> **What you have to do**:
Skip all pictures. Write out the data below from its first line through the line that contains "Mark the beige floor tile with a point.".

━━━ Provided entries ━━━

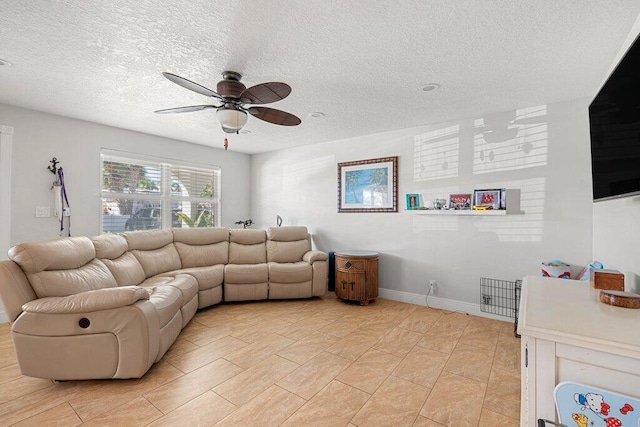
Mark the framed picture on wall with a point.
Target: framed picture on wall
(413, 201)
(461, 201)
(368, 185)
(488, 199)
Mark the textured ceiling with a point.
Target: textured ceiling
(361, 62)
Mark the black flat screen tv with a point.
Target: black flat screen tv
(614, 117)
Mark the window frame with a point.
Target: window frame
(166, 198)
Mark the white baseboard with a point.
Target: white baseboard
(437, 302)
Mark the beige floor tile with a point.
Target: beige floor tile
(21, 386)
(378, 327)
(189, 361)
(113, 393)
(399, 341)
(335, 405)
(304, 328)
(336, 388)
(421, 320)
(396, 403)
(503, 393)
(42, 400)
(259, 350)
(62, 415)
(368, 372)
(180, 346)
(483, 338)
(307, 348)
(314, 375)
(251, 333)
(9, 373)
(341, 328)
(205, 410)
(443, 341)
(354, 345)
(256, 379)
(138, 412)
(452, 321)
(455, 401)
(187, 387)
(270, 408)
(426, 422)
(7, 355)
(507, 355)
(421, 366)
(492, 419)
(471, 362)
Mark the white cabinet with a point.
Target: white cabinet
(569, 335)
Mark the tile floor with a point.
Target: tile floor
(295, 363)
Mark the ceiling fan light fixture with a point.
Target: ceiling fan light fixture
(231, 119)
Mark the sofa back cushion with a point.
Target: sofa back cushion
(158, 261)
(287, 244)
(111, 249)
(247, 246)
(201, 247)
(148, 239)
(126, 269)
(154, 250)
(62, 267)
(109, 246)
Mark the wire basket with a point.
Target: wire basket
(498, 297)
(501, 297)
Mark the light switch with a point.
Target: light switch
(43, 212)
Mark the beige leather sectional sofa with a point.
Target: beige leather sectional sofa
(112, 305)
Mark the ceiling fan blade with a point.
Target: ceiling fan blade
(274, 116)
(266, 93)
(185, 109)
(188, 84)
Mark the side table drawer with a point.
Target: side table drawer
(351, 266)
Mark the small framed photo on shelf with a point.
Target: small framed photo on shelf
(460, 201)
(413, 201)
(489, 199)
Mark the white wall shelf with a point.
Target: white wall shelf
(512, 200)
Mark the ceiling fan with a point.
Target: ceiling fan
(232, 97)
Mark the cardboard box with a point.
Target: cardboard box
(607, 279)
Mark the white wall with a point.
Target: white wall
(38, 137)
(6, 145)
(548, 160)
(616, 229)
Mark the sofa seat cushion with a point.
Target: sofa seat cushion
(167, 300)
(207, 277)
(185, 283)
(200, 247)
(202, 255)
(246, 273)
(294, 272)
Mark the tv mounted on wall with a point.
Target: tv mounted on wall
(614, 117)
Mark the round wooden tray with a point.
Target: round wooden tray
(620, 299)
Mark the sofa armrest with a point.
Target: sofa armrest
(313, 256)
(87, 302)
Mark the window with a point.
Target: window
(143, 193)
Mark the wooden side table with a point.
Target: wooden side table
(357, 276)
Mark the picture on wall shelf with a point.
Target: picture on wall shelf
(460, 201)
(489, 199)
(413, 201)
(368, 185)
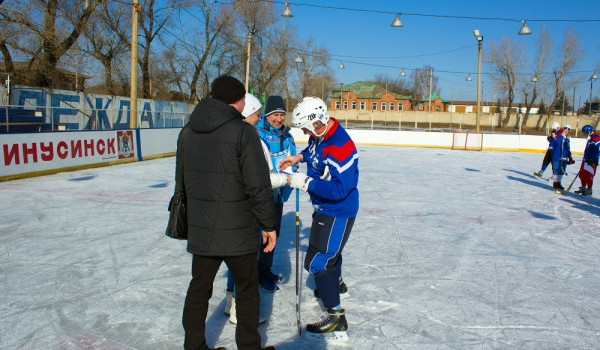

━━━

> **Answer**:
Mark the framed picture on wall with a point.
Target: framed picture on wall
(413, 201)
(461, 201)
(368, 185)
(488, 199)
Mark the textured ceiling with a point.
Target: textured ceiling
(361, 62)
Mark the black flat screen tv with a point.
Target: black flat screen tv
(614, 117)
Mark the window frame with a point.
Target: window frame
(166, 198)
Mark the white baseboard with a point.
Target: white baseboard
(437, 302)
Mark the beige floor tile with a point.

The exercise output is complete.